Given text:
• • • •

In the latter part of 1844, with the loss of his teaching post, Spruce's future was very unsettled. A plant agency in London and the curatorship of a colonial botanical garden were rejected as either unsuitable or uncertain of attainment. Plant-collecting in Spain was suggested but, at that time, considered too dangerous. Eventually, in December 1844, an expedition to the Pyrenees was agreed and he set out in April 1845. He reached Pau early in May, and stayed there until the following March, collecting and studying the flowers and mosses of the region. He returned to England in April 1846, and spent the remainder of the year naming, arranging and distributing his Pyrenean collections.
Over the next two years, he worked on The Musci and Hepaticae of the Pyrenees, which was published in the Transactions of the Botanical Society of Edinburgh after his departure for South America. It gives the names of all the species carefully identified, describes fully all that were new or doubtful, and gives particulars of the local and geographical distribution of each. A general account of his whole excursion was published in the London Journal of Botany for 1846, under the title Notes on the Botany of the Pyrenees. When in London in September 1848, Spruce decided to undertake the botanical exploration of the Amazon valley and he sailed on June 7, 1849. George Bentham agreed to receive all his botanical collections, name and sort them, send them to the various subscribers in Great Britain, as well as in different parts of Europe, to collect the subscriptions and keep all accounts, in return for which invaluable services he was to receive the first (complete) set of the plants collected.
On July 12th 1849, Spruce's ship, The BRITANNIA, docked at Para and Spruce began his South American exploration which would last for fifteen years. From Para, Spruce sailed on 10th October up the Amazon to Santarem, a journey of 17 days. He remained here for almost a year, exploring and collecting in extremely adverse conditions. His journeys continued - in October 1850 he travelled to Manaos, then up the Rio Negro to Sao Gabriel on the Orinoco between November 1851 and March 1852 followed by a collecting expedition in the forest around the river Vaupes. In March 1853, he left for San Carlos in Venezuela where he remained for five months. In the small settlement of San Fernando, Spruce suffered from a long and serious bout of fever which left him exhausted and, on the way back to Manaos, he successfully foiled an attempt by his boatmen to murder him and steal his possessions. Once back in Manaos, he planned a trip to Peru, travelling up the Amazon and Huallaga rivers to Tarapoto in the Andes of Maynas where he remained from June 1855 to March 1857. During his time at Tarapoto, Spruce collected over 1000 specimens of flowering plants in addition to hundreds of specimens of mosses and hepaticae.
His next journey was to Banos in Ecuador, a journey of 100 days by river and on foot. He explored this volcanic area for six months and then moved on to make his base at Ambato for two and a half years. It was here, in April 1860, that he suffered a physical breakdown, suffering paralysis and pain in his back and legs. Nevertheless, he set out six weeks later to collect seed from Cinchona trees which became the foundation of the plantations in India and Ceylon which produced quinine, bringing relief to thousands of malaria sufferers. Spruce's last expedition in South America was to Payta in northern Peru. From here he was carried by litter to Piura where he remained from January 1863 to May 1864 when he embarked for Europe.

• • • •

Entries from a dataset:
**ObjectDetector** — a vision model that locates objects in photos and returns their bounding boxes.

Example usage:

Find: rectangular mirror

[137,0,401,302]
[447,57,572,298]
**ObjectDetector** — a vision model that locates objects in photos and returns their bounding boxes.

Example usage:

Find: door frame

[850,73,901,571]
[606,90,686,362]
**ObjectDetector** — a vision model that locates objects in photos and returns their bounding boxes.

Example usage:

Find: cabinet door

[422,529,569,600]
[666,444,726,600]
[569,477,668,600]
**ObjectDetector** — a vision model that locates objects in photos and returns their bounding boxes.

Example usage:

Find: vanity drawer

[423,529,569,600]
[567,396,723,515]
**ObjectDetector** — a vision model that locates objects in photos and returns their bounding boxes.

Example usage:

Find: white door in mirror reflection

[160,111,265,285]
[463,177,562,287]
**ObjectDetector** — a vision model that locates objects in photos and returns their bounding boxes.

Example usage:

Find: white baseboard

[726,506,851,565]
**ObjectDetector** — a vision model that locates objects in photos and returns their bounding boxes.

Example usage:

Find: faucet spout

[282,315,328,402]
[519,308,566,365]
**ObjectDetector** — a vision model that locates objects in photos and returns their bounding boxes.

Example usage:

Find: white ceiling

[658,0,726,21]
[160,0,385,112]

• • • •

To be done:
[a] In the records, change "vanity drawer" to "dresser drawer" in everything from their first line down to the line containing "[567,396,723,515]". Reproduce only those lines, with nothing else altered.
[b] Write the next part of the account of Spruce's botanical expeditions, starting after its final sentence.

Answers by task:
[a]
**ObjectDetector** — a vision model that locates objects in photos and returns their bounding boxes.

Example usage:

Find: rectangular mirror

[137,0,401,302]
[447,57,572,298]
**ObjectDetector** — a vision model that locates objects in photos and returns their bounding boxes.

Example usage:

Find: door frame

[850,73,901,571]
[606,90,686,362]
**ObjectDetector** — a vision model that locates objects in photos and returns their bounding boxes.

Example usage:

Find: cabinet door

[422,529,569,600]
[666,444,726,600]
[569,477,668,600]
**ObjectDetector** — a vision model that locates objects in photos and returns their bounding boxes.

Example usage:

Find: dresser drawer

[423,529,569,600]
[567,396,723,515]

[b]
After his return from South America in June 1864, Spruce continued to be plagued by ill health which affected his ability to work, the cause of which was not discovered until four years after his return by which time a cure was impossible. Despite this, he succeeded in producing a great deal of botanical work, including the study of the Palms of the Amazon valley and of equatorial South America, which resulted in a paper in the Journal of the Linnean Society.
But his greatest work, which has established his reputation among the botanists of the world, is his massive volume on the Hepaticae of the Amazon and the Andes of Peru and Ecuador. This appeared in 1885, as a volume of the Transactions of the Botanical Society of Edinburgh. It contains very full descriptions of more than 700 species and varieties distributed in 43 genera and a large number of new sub-genera, all precisely characterised and defined. Of these 700 species nearly 500 were collected by him and of these more than 400 were quite new to the science of botany.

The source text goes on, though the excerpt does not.